What the exercise asks: Go to the line in the entries below that holds "the flower center, put" and repeat exactly from there through the line that holds "Annotation guideline: for every instance of the yellow flower in", inclusive.

Referring expression pointing data
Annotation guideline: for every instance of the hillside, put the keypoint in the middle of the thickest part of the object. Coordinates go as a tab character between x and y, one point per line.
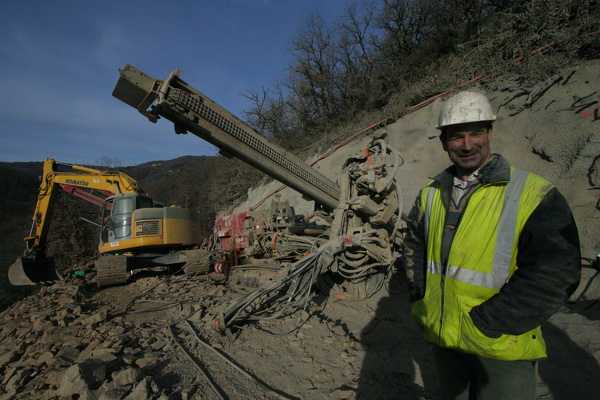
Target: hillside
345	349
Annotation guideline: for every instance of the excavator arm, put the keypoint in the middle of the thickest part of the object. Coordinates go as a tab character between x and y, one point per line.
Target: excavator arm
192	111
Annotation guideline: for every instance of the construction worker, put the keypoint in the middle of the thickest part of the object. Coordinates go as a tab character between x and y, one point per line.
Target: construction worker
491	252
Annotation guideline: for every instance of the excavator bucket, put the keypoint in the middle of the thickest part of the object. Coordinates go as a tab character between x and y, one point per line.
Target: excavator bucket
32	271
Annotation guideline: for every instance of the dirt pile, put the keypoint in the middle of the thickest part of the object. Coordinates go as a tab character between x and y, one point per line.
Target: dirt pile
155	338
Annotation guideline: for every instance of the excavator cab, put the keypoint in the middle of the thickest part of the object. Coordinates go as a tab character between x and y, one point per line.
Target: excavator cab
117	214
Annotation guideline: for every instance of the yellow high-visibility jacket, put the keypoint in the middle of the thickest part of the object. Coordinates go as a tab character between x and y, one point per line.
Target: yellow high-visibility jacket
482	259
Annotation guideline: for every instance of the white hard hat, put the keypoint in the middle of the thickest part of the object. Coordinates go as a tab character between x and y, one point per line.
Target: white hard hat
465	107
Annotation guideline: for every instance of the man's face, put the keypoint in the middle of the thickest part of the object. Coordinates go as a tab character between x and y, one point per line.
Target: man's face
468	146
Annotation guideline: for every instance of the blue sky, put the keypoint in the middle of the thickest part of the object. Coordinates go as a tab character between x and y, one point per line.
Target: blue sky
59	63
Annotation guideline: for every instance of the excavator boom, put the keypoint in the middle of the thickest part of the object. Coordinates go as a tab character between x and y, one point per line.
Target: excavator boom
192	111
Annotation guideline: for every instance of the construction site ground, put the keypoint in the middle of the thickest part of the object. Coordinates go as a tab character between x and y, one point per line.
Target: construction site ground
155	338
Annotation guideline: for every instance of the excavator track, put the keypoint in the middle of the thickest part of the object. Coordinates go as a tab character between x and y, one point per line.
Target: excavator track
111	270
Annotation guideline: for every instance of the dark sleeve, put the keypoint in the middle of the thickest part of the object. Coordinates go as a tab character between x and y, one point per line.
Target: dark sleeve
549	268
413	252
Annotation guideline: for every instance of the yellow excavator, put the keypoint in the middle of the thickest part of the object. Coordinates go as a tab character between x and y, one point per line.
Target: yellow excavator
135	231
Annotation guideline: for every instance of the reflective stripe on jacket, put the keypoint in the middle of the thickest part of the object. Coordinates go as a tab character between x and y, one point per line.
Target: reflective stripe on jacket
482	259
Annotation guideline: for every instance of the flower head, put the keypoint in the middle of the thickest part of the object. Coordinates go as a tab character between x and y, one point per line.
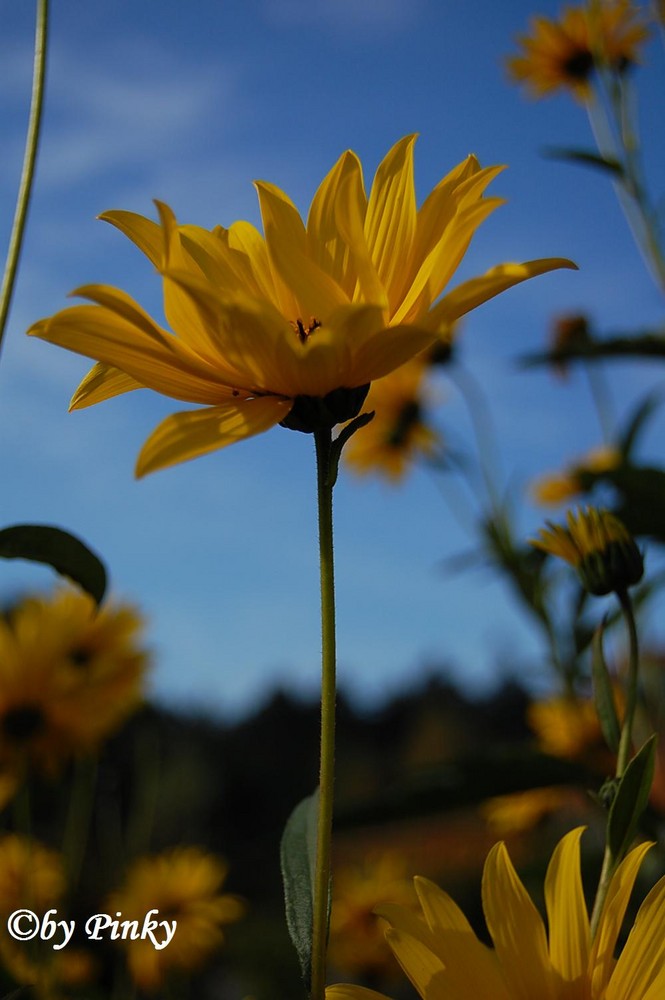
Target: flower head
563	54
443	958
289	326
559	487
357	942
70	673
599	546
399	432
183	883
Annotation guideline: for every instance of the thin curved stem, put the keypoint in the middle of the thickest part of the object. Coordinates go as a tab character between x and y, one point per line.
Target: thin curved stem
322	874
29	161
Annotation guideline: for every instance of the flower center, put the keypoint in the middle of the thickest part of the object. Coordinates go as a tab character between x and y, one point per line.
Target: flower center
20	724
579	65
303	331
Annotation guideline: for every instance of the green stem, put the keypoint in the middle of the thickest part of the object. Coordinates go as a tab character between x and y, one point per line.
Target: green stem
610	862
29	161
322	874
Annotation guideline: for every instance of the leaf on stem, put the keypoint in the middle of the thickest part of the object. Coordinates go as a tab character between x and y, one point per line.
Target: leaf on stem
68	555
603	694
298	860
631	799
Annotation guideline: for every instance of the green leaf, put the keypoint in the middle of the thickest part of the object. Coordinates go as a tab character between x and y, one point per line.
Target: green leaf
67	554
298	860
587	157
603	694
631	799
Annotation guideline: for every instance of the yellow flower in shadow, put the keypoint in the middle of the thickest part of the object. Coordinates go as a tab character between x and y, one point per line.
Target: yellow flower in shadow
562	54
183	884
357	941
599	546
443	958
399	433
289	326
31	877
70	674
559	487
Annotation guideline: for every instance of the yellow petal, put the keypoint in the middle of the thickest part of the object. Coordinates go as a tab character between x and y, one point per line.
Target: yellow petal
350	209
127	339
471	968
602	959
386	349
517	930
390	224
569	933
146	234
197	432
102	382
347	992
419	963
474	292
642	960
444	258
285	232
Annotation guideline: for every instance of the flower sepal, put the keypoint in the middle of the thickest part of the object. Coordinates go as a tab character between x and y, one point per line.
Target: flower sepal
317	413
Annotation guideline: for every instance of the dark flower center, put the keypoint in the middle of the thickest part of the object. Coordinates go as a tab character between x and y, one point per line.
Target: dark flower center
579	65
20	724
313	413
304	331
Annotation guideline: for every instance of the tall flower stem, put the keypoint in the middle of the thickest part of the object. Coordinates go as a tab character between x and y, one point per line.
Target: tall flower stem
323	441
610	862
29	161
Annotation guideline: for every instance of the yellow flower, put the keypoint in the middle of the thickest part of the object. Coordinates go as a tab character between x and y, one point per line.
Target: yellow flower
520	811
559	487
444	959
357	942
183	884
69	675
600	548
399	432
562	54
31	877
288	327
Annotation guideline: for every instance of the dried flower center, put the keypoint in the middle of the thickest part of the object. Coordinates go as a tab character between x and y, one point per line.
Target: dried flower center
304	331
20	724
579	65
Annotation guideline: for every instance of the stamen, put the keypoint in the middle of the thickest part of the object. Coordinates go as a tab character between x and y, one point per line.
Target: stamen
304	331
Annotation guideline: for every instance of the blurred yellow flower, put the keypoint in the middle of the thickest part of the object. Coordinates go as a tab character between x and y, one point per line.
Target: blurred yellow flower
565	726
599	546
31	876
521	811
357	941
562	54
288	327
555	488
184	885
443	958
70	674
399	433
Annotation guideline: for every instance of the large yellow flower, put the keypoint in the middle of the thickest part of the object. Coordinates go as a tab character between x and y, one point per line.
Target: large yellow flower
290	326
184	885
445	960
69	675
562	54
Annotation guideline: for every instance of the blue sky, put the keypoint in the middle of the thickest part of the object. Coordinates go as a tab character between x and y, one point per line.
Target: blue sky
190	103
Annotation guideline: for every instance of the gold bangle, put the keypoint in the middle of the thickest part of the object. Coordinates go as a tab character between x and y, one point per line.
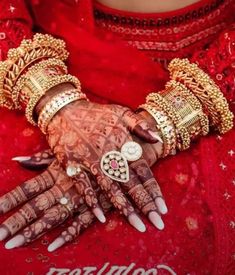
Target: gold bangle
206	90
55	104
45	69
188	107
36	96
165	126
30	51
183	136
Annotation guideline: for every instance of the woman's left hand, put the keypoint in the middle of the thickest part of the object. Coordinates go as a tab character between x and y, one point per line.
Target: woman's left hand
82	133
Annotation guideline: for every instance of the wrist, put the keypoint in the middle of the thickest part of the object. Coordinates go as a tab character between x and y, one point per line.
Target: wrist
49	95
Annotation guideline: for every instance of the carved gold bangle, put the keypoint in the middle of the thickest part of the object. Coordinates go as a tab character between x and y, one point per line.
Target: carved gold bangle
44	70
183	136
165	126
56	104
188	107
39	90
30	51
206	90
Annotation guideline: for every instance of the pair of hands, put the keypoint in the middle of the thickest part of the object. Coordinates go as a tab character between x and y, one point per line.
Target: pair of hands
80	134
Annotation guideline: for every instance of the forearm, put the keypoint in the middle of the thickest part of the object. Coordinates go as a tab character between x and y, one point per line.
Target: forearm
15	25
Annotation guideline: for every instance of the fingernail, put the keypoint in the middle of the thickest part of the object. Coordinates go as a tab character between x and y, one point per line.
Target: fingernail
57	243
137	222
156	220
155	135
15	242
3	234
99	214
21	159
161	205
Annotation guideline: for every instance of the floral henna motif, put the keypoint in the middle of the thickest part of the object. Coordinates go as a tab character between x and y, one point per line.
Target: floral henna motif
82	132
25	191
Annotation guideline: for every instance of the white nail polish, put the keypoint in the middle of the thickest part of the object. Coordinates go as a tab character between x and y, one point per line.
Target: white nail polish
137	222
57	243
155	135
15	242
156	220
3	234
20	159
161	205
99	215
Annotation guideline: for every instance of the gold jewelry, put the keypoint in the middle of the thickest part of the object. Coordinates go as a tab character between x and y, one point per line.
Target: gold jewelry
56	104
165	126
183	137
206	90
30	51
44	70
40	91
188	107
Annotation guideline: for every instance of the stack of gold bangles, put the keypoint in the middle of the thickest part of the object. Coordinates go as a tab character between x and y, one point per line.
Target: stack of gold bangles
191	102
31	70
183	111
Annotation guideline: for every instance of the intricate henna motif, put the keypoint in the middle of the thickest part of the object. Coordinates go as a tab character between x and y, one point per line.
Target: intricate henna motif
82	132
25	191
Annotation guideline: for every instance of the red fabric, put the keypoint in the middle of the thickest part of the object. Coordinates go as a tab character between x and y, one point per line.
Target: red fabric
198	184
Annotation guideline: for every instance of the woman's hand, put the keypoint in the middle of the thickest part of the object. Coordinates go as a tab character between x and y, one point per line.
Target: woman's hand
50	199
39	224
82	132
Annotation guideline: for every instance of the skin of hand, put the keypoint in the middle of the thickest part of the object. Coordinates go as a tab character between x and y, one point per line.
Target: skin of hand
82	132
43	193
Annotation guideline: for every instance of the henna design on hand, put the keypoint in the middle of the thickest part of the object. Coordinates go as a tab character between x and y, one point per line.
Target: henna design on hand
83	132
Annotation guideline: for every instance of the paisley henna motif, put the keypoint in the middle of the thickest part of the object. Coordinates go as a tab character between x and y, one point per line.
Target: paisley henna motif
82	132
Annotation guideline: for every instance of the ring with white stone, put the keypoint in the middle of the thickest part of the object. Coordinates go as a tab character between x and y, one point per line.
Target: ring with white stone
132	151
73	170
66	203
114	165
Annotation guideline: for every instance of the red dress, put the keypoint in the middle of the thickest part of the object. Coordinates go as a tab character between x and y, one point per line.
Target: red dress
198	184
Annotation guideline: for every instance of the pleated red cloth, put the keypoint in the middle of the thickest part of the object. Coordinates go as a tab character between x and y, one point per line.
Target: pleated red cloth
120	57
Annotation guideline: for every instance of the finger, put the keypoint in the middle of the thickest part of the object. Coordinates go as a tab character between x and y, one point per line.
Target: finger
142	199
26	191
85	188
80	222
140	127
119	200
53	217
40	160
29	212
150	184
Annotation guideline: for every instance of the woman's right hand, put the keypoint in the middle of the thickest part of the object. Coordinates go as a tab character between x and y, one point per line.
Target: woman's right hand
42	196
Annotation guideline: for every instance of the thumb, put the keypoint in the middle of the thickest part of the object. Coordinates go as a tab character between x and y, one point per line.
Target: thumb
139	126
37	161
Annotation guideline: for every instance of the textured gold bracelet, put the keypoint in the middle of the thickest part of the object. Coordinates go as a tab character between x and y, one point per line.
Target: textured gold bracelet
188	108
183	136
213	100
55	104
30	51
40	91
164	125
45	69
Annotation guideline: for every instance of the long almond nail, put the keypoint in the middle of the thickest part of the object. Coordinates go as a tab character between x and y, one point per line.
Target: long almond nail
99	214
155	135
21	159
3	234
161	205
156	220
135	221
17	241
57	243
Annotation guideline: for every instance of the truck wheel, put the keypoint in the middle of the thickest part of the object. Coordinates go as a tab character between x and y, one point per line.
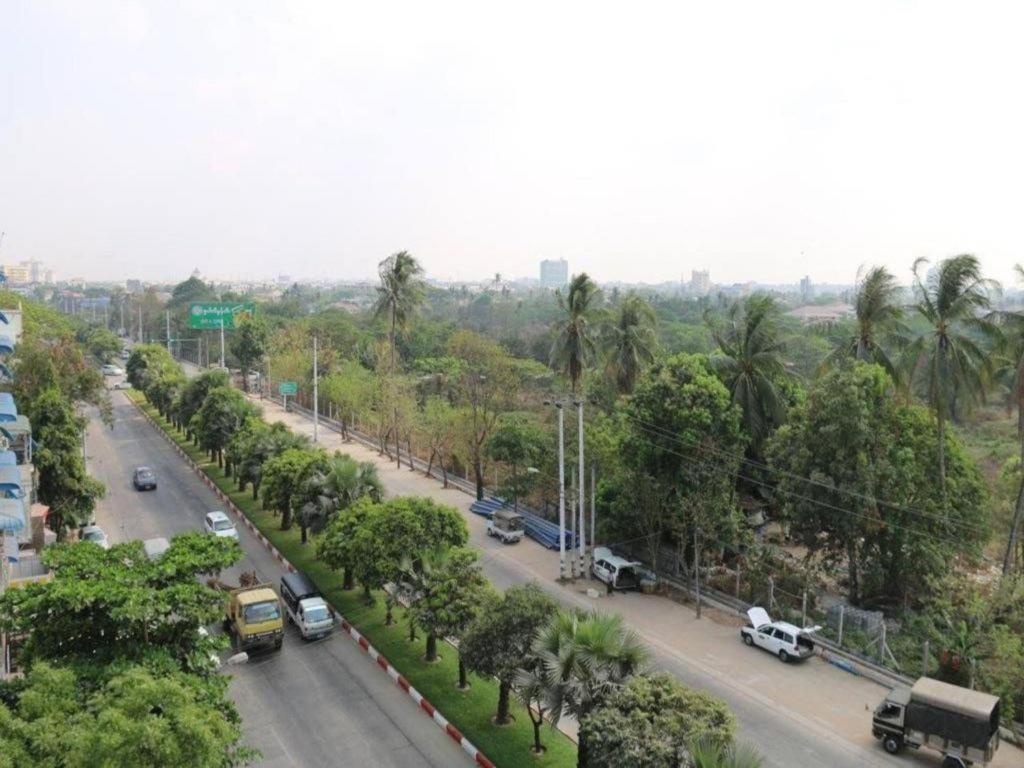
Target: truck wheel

Exercise output:
Annotation guideline: for every instance of the flower center, put the keypoint in the middle of the thickest part of the object. Coordinates go as a tab character between x and y, one point per line.
Target: flower center
20	724
579	65
303	331
Annotation guideline: for every instance of the green stem, put the keypoint in the middle of the thickest part of the object. Coordinates go as a tab character between x and y, one point per line.
Target: green stem
610	862
29	161
322	874
Annotation guideline: for every instance of the leaf on stem, put the keypoint in the middle of the thickest part of the object. Coordinates go as a tab character between x and y, one point per line.
Target: leaf on stem
68	555
603	694
298	860
631	799
Annotation guideline: for every instance of the green leaf, put the keypoint in the middle of the thickest part of the object. Coordinates go as a tab character between x and y, one point per line.
Target: green leaf
67	554
298	860
587	157
603	694
631	799
Annotation guideline: for every instance of the yellow flower in shadow, put the keypoint in the middle of the thickest part of the object. Coordinates go as a tab character between x and y, one point per line.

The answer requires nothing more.